Give only the number of lines in the items below that contain the string "black", with case counting.

Dataset rows showing where objects appear:
***
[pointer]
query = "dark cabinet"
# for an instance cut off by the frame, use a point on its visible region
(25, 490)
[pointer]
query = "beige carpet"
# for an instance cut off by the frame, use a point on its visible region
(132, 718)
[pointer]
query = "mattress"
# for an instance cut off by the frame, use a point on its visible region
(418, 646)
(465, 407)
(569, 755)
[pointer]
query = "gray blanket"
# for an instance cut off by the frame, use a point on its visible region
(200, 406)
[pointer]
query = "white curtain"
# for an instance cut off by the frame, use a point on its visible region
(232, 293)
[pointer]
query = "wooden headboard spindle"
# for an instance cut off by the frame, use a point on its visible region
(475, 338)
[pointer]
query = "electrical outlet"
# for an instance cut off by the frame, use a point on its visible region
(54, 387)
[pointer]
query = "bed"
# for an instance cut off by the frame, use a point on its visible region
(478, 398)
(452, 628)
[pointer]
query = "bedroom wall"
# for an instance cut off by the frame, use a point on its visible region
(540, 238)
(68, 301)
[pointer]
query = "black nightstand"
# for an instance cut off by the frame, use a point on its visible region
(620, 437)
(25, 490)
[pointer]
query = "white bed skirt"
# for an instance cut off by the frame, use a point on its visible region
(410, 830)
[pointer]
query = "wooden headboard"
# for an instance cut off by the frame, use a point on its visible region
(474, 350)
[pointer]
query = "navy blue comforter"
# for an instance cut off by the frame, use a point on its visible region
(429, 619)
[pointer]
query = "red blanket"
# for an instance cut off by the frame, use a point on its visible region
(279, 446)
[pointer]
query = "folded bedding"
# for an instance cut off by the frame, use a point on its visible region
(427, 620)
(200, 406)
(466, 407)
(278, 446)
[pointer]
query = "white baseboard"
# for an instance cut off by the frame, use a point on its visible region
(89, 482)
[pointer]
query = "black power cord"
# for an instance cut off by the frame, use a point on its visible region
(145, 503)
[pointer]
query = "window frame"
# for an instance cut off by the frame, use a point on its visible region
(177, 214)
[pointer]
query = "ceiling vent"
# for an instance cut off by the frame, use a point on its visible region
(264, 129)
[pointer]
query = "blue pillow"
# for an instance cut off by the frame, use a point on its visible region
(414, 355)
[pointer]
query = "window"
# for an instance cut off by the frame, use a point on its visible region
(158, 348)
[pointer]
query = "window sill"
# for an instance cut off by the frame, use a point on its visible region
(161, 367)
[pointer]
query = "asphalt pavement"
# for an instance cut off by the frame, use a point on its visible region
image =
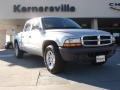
(30, 73)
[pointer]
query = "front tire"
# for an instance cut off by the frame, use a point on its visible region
(18, 53)
(53, 60)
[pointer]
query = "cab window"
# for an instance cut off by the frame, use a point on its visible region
(27, 27)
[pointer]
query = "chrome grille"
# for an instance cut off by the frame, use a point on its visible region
(96, 40)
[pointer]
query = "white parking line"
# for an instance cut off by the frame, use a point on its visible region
(8, 55)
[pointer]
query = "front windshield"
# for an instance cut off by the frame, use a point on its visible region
(59, 23)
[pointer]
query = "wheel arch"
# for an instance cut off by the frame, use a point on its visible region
(46, 43)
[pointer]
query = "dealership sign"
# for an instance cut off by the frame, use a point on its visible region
(60, 8)
(115, 6)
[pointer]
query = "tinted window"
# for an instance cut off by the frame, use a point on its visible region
(59, 23)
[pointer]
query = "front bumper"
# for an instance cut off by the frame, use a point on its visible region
(86, 53)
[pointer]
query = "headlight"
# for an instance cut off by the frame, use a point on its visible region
(73, 42)
(113, 39)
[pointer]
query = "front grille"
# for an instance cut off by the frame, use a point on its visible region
(96, 40)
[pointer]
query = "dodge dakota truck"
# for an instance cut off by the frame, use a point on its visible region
(59, 40)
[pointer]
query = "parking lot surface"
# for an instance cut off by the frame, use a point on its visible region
(30, 73)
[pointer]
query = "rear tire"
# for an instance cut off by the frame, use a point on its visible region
(53, 60)
(18, 53)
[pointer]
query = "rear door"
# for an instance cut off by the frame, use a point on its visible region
(36, 37)
(25, 37)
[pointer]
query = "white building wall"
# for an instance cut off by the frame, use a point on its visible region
(84, 8)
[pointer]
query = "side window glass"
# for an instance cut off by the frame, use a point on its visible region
(36, 26)
(27, 27)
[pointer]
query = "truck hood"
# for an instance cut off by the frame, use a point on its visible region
(79, 32)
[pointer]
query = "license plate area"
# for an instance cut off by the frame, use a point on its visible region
(100, 58)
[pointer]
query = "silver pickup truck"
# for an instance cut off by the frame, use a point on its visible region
(59, 39)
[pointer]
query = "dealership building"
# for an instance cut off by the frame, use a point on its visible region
(96, 14)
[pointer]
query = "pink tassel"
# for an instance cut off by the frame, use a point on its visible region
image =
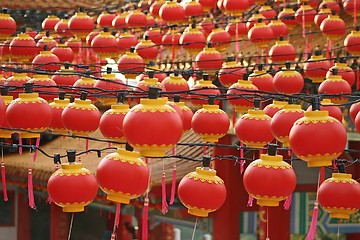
(313, 224)
(37, 144)
(3, 181)
(145, 219)
(164, 205)
(250, 201)
(31, 190)
(173, 185)
(287, 203)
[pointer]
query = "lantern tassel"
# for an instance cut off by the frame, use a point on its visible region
(164, 205)
(3, 181)
(31, 190)
(145, 219)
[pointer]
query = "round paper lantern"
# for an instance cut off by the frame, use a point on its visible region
(81, 117)
(131, 64)
(269, 179)
(333, 27)
(111, 122)
(9, 22)
(152, 127)
(29, 112)
(231, 72)
(283, 120)
(123, 176)
(288, 80)
(346, 72)
(334, 84)
(193, 40)
(210, 123)
(254, 129)
(205, 88)
(316, 67)
(209, 60)
(338, 195)
(334, 111)
(242, 88)
(209, 188)
(81, 186)
(219, 38)
(81, 25)
(317, 138)
(57, 107)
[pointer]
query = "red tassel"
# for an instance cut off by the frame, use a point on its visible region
(313, 224)
(145, 219)
(287, 203)
(164, 205)
(173, 185)
(3, 181)
(31, 190)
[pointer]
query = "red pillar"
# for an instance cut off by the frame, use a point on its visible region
(59, 223)
(226, 221)
(23, 220)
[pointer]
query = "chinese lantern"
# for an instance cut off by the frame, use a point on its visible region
(57, 107)
(81, 25)
(231, 72)
(123, 175)
(152, 127)
(81, 117)
(81, 186)
(111, 122)
(131, 64)
(339, 195)
(282, 51)
(316, 67)
(29, 112)
(269, 179)
(288, 80)
(210, 123)
(202, 191)
(254, 129)
(283, 120)
(317, 138)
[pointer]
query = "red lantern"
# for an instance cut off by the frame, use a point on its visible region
(49, 23)
(283, 120)
(219, 38)
(29, 112)
(334, 84)
(81, 25)
(231, 72)
(334, 111)
(318, 138)
(8, 23)
(123, 176)
(269, 179)
(338, 195)
(333, 27)
(202, 191)
(209, 60)
(241, 88)
(131, 64)
(282, 51)
(152, 127)
(111, 122)
(316, 67)
(288, 81)
(254, 129)
(57, 107)
(81, 187)
(210, 123)
(81, 117)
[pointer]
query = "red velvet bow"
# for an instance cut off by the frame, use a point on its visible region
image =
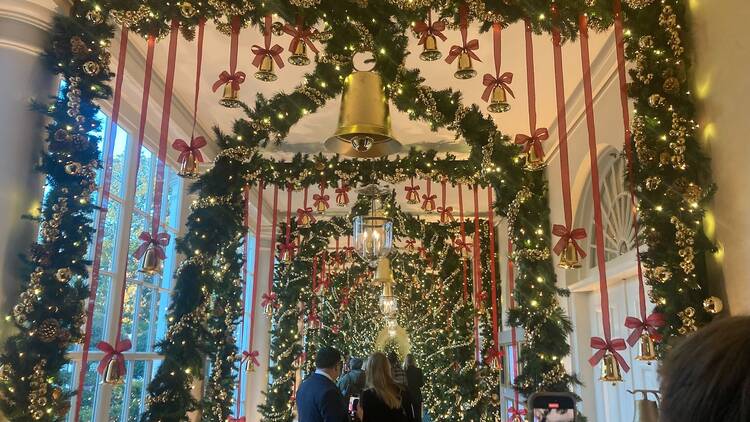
(194, 148)
(467, 48)
(159, 241)
(236, 78)
(251, 357)
(318, 199)
(602, 347)
(651, 325)
(299, 33)
(425, 29)
(533, 141)
(115, 353)
(502, 81)
(268, 299)
(565, 235)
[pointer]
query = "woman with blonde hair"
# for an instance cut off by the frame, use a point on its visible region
(383, 400)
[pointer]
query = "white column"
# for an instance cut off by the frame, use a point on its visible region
(24, 33)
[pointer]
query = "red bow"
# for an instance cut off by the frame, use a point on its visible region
(251, 357)
(425, 29)
(428, 200)
(113, 353)
(159, 241)
(236, 78)
(268, 299)
(651, 325)
(194, 148)
(602, 347)
(342, 194)
(467, 48)
(533, 141)
(299, 33)
(502, 81)
(568, 235)
(446, 214)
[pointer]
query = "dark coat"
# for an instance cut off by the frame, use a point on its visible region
(319, 400)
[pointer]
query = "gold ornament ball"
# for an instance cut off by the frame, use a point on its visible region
(713, 305)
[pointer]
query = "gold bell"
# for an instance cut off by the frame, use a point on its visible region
(265, 71)
(647, 349)
(231, 96)
(299, 57)
(364, 128)
(150, 263)
(430, 52)
(465, 68)
(112, 374)
(569, 258)
(189, 167)
(498, 101)
(610, 369)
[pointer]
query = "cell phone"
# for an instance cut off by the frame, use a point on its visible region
(552, 407)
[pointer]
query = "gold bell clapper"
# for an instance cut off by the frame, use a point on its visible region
(647, 351)
(364, 129)
(610, 369)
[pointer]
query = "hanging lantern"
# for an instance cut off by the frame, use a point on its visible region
(647, 349)
(364, 129)
(610, 369)
(373, 233)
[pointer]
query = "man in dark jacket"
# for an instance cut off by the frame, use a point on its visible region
(318, 398)
(353, 382)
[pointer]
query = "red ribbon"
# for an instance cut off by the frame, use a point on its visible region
(651, 325)
(300, 33)
(194, 148)
(267, 50)
(502, 81)
(566, 235)
(533, 141)
(160, 241)
(113, 352)
(602, 346)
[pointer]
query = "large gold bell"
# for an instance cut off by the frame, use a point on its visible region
(150, 263)
(569, 258)
(430, 52)
(647, 350)
(189, 167)
(610, 369)
(231, 96)
(364, 129)
(112, 374)
(299, 56)
(498, 101)
(265, 71)
(465, 68)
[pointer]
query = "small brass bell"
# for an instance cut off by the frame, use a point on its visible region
(610, 369)
(231, 96)
(150, 263)
(112, 374)
(569, 258)
(430, 52)
(465, 67)
(265, 71)
(188, 167)
(647, 350)
(299, 57)
(498, 101)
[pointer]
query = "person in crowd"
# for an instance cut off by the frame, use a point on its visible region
(384, 400)
(706, 377)
(414, 383)
(353, 382)
(398, 374)
(318, 397)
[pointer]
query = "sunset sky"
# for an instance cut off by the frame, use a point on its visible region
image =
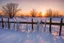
(39, 5)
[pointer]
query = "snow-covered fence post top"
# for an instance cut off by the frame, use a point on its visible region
(60, 30)
(32, 24)
(2, 23)
(8, 23)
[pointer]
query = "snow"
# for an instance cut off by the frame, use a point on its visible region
(10, 36)
(22, 33)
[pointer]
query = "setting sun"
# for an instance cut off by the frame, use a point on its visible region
(43, 13)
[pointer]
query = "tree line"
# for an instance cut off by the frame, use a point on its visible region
(11, 9)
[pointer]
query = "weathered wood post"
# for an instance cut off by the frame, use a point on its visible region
(32, 25)
(2, 23)
(8, 23)
(60, 27)
(50, 25)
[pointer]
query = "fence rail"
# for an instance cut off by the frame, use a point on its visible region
(49, 23)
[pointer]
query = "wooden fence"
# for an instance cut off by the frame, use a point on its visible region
(49, 23)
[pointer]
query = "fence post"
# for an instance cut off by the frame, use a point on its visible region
(60, 27)
(32, 25)
(8, 23)
(50, 25)
(2, 23)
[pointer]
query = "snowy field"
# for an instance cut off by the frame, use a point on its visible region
(22, 33)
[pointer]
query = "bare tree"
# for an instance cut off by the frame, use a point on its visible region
(33, 13)
(10, 9)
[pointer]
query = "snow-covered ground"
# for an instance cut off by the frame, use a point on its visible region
(11, 36)
(22, 33)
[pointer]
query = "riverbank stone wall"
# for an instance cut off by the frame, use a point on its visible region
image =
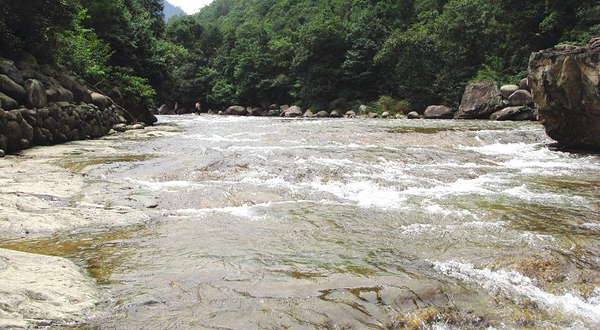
***
## RESPONSE FOR THIS EXERCISE
2